[Lines of data]

★ ★ ★

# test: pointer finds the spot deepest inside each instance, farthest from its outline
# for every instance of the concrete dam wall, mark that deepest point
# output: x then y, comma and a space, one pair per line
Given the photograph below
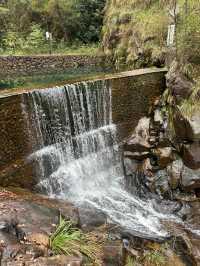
131, 94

★ ★ ★

### Task directions
Rescale the items above by writing out every line again, requests included, with each x and y coordinate in the answers multiplied by 2.6 and rounded to a whole number, halves rounded up. Leave the pictures out.

### Result
# test: pointer finds the spot deepest inside each instance, farthest from its outline
# for every instance of the concrete dam wall, mark that deepest point
# output: x then y, comma and a space, one pair per line
Given the photograph below
341, 244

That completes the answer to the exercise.